- Problems to solve:
#1 In the passage on the Jefferson Parish school closures, what is the average teacher salary in the state?
#2 Please continue the passage on the Jefferson Parish school closures from its last sentence.

- Selected text:
__________

Driving the shortages are the deteriorating conditions inside public schools, increased workloads, and stagnating wages amid the worst inflationary crisis in decades. The average teacher salary in the state is $52,000. According to a recent survey by the Louisiana Federation of Teachers, more than one-third of Louisiana teachers work at least one additional job in order to afford living expenses. Ninety seven percent of teachers said they aren’t paid enough to raise a family, and over one-quarter said they depended upon public assistance programs. 

While some in the press have blamed “systemic racism” as the motive behind the closures, the closures represent an attack against the entire working class within the school system that will affect students, teachers and school workers of all racial and ethnic backgrounds. According to the district’s 2021 Audit, 79.2 percent of the student population comes from “relatively low-income households” and are “economically disadvantaged.” The US Census Bureau estimates that 17.5 percent of the population falls below the federal poverty line. 

The closures in Jefferson Parish can only be understood as part of a broader, decades-long attack against public education by the ruling financial elite, not only nationally but internationally. This attack has undergone a rapid escalation amid the global financial crisis triggered by the ruling elites’ disastrous handling of the COVID-19 pandemic and the outbreak of the US-NATO war against Russia in Ukraine. Politicians in both capitalist parties claim there is not enough money to fully fund education, to end the pandemic, or to maintain social benefits such as Medicare while they collaborate to pass the largest military budget in history at 1 trillion dollars.

__________

- Extracted entries:

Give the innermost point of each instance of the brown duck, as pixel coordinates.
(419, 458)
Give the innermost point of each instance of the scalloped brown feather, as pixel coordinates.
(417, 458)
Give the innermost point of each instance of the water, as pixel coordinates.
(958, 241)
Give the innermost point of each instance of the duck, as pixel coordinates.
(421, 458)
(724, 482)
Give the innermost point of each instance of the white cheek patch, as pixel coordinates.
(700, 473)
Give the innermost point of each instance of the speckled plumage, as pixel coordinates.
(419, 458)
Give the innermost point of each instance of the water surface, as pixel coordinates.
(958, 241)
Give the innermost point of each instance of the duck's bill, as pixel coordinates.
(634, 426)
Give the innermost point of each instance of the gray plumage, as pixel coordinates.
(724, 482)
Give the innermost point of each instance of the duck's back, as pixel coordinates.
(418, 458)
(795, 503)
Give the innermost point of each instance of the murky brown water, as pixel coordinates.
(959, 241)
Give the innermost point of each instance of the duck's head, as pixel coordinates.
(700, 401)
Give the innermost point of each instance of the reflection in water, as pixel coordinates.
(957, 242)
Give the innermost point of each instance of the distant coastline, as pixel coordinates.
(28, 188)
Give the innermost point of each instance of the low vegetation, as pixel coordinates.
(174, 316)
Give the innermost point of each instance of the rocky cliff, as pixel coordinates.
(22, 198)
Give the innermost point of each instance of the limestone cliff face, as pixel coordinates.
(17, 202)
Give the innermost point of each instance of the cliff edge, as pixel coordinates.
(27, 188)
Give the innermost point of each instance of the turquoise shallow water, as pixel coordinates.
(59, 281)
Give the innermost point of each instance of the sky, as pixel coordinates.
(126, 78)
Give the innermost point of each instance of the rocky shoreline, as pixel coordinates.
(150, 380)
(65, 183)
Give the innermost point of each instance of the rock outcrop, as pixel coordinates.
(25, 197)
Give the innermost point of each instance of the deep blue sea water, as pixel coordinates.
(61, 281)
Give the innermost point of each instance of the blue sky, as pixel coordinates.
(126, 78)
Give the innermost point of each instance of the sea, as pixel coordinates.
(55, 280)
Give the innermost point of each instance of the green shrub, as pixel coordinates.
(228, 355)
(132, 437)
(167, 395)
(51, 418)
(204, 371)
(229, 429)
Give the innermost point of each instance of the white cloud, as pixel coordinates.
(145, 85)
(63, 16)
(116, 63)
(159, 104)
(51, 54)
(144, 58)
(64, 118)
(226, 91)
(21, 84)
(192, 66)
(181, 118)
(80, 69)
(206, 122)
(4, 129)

__________

- Written responses:
#1 $52,000

#2
Last year, districts both large and small across the US began to implement massive budget cuts, citing declining enrollment and anticipated funding cliffs once federal pandemic relief funding expires. As the World Socialist Web Site noted at the time, “Declines in student enrollment before the pandemic were always a self-fulfilling prophecy. The gutting of public schools led to lower enrollment, which in turn was used to carry out further cuts and promote charters, school vouchers and other ‘school choice.’” 

On top of slashing school budgets, states across the US are aggressively expanding school voucher and “school choice” programs, which will further siphon funding away from public schools into private, charter and religious schools. Already, Arizona, Florida, Arkansas, Iowa and Utah have implemented universal school voucher programs.  

Following Hurricane Katrina, New Orleansbecame ground-zero for school privatization efforts, when politicians and businesses interests seized upon the crisis and converted the district into the US’s first all-charter school district. Charter schools have since expanded into Jefferson Parish over the last ten years and are increasingly sopping up the district’s resources. According to the district’s budget from last summer, between 2012 and 2023 “Payments to Other LEAs (Local Education Agencies)”, i.e., charter organizations, ballooned from $1.2 million to over $90 million, nearly 16 percent of total expenditures. 

Instead of mobilizing its membership to fight the school closures, the local union is going along with the plan. Sandra Hauer, Interim President of the Jefferson Parish Federation of Teachers, affiliated with the American Federation of Teachers, told local news that the organization would be “working with HR to help teachers through this transition.” She even stated that the consolidations “could possibly help with the region’s teacher shortage.”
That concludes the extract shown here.